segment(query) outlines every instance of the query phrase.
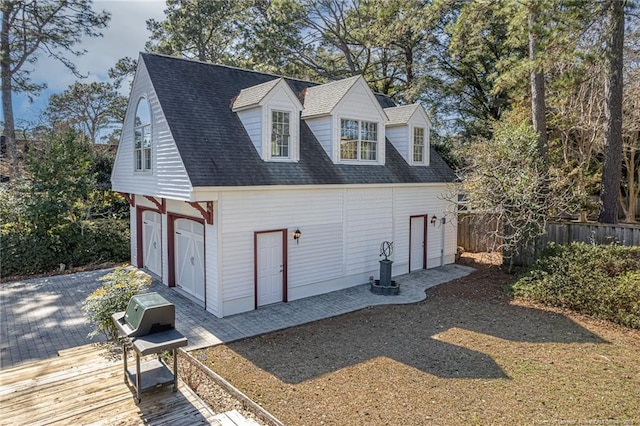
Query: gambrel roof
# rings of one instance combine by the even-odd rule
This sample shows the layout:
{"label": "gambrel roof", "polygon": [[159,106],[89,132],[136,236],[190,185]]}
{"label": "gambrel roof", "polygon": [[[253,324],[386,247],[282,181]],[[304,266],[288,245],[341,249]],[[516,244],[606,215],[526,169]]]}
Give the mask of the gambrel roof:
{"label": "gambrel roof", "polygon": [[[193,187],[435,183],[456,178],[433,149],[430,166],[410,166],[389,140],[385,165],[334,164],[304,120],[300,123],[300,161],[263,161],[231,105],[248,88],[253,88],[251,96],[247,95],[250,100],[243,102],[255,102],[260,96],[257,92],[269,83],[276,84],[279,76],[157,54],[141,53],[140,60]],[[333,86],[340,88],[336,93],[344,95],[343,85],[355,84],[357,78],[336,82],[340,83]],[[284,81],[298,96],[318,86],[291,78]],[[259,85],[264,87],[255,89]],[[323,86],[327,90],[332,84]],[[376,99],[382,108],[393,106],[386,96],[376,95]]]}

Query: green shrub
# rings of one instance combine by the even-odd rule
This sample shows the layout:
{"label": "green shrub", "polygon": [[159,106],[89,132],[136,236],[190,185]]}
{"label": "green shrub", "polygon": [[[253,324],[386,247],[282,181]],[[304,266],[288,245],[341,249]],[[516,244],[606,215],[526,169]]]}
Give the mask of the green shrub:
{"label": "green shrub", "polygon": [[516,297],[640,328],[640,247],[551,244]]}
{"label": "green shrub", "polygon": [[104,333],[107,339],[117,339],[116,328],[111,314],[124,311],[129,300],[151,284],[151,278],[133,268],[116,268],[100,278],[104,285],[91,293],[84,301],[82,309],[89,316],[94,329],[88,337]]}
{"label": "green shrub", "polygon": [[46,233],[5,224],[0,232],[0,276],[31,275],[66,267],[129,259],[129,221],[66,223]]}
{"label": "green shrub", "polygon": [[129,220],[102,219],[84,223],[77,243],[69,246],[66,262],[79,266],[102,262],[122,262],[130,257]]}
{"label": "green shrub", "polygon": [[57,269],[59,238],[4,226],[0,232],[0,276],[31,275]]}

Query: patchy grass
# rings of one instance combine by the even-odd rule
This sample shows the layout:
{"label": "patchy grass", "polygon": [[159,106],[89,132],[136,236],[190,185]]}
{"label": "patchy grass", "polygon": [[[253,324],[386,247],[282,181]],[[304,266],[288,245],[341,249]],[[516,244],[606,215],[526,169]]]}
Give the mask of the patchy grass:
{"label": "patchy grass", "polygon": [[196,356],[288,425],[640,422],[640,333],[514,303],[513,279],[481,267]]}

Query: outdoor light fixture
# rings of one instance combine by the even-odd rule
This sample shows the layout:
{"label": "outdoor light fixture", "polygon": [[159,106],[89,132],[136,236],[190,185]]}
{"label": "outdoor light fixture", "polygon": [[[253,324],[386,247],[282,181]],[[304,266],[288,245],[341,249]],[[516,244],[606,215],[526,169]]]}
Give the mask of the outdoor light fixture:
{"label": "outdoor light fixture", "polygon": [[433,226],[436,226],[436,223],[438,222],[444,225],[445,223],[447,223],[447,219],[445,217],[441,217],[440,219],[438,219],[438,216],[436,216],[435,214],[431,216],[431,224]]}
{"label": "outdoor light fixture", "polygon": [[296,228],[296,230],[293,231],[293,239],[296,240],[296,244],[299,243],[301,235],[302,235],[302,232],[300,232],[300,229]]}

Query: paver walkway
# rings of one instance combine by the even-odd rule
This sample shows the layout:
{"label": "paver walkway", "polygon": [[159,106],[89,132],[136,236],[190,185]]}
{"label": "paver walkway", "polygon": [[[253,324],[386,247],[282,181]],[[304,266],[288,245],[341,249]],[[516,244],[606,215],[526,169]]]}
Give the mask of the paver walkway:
___
▸ Task objective: The copy must match the listing above exactly but contain no pictures.

▸ Answer to the exercise:
segment(query) outlines every instance of the query phrase.
Query: gambrel roof
# rings of one instance combine by the even-odd rule
This sample shows the layout:
{"label": "gambrel roof", "polygon": [[159,106],[89,132],[136,236],[190,185]]}
{"label": "gambrel roof", "polygon": [[[253,324],[386,247],[282,181]],[[304,266],[288,245],[341,249]],[[516,244],[606,215],[526,169]]]}
Give the mask of the gambrel roof:
{"label": "gambrel roof", "polygon": [[[193,187],[435,183],[456,178],[433,149],[430,166],[410,166],[389,140],[385,165],[334,164],[304,120],[300,123],[300,161],[263,161],[231,105],[248,88],[253,88],[251,96],[247,95],[250,100],[243,102],[255,102],[260,96],[257,92],[269,83],[276,84],[279,76],[157,54],[141,53],[140,60]],[[333,86],[340,88],[336,93],[344,95],[343,85],[355,84],[357,78],[336,82],[340,83]],[[284,81],[298,96],[318,86],[291,78]],[[259,85],[264,87],[255,89]],[[323,86],[327,90],[332,84]],[[376,99],[382,108],[393,106],[386,96],[376,95]]]}

Query: green shrub
# rings of one instance combine by the even-odd rule
This sample shows the layout:
{"label": "green shrub", "polygon": [[159,106],[89,132],[136,236],[190,185]]}
{"label": "green shrub", "polygon": [[[253,324],[386,247],[282,181]],[[304,266],[288,245],[341,249]],[[516,244],[606,215],[526,169]]]}
Give the mask of the green shrub:
{"label": "green shrub", "polygon": [[516,297],[640,328],[640,247],[551,244]]}
{"label": "green shrub", "polygon": [[104,333],[107,339],[117,339],[116,328],[111,314],[124,311],[129,300],[151,284],[151,278],[133,268],[116,268],[100,278],[104,285],[91,293],[84,301],[82,309],[89,316],[94,329],[88,337]]}
{"label": "green shrub", "polygon": [[46,233],[5,224],[0,232],[0,276],[31,275],[66,267],[129,259],[129,221],[66,223]]}
{"label": "green shrub", "polygon": [[129,220],[102,219],[84,223],[77,243],[69,246],[66,262],[79,266],[102,262],[122,262],[130,257]]}
{"label": "green shrub", "polygon": [[57,269],[59,238],[4,226],[0,232],[0,276],[31,275]]}

Query: patchy grass
# rings of one instance combine by the even-odd rule
This sample shows the layout:
{"label": "patchy grass", "polygon": [[159,106],[89,132],[136,236],[190,185]]}
{"label": "patchy grass", "polygon": [[[253,324],[386,247],[282,181]],[[304,266],[288,245],[341,249]],[[516,244],[606,215],[526,169]]]}
Give the mask of the patchy grass:
{"label": "patchy grass", "polygon": [[196,356],[288,425],[640,422],[640,333],[514,303],[513,279],[481,267]]}

Query: outdoor light fixture
# rings of one instance combine by the even-odd rule
This sample shows the layout:
{"label": "outdoor light fixture", "polygon": [[159,106],[89,132],[136,236],[190,185]]}
{"label": "outdoor light fixture", "polygon": [[[253,324],[386,247],[282,181]],[[304,266],[288,245],[341,249]],[[516,244],[606,215],[526,169]]]}
Give the mask of the outdoor light fixture:
{"label": "outdoor light fixture", "polygon": [[433,226],[436,226],[436,223],[438,222],[444,225],[445,223],[447,223],[447,219],[445,217],[441,217],[440,219],[438,219],[438,216],[436,216],[435,214],[431,216],[431,224]]}
{"label": "outdoor light fixture", "polygon": [[296,228],[296,230],[293,231],[293,239],[296,240],[296,244],[299,243],[301,235],[302,235],[302,232],[300,232],[300,229]]}

Query: paver walkway
# rings of one instance combine by the even-odd rule
This sample shows the layout:
{"label": "paver walkway", "polygon": [[159,106],[89,132],[136,236],[190,185]]}
{"label": "paver walkway", "polygon": [[[253,324],[386,247],[282,181]],[[304,266],[288,245],[341,249]],[[516,244],[606,215],[526,169]]]}
Give the mask of the paver walkway:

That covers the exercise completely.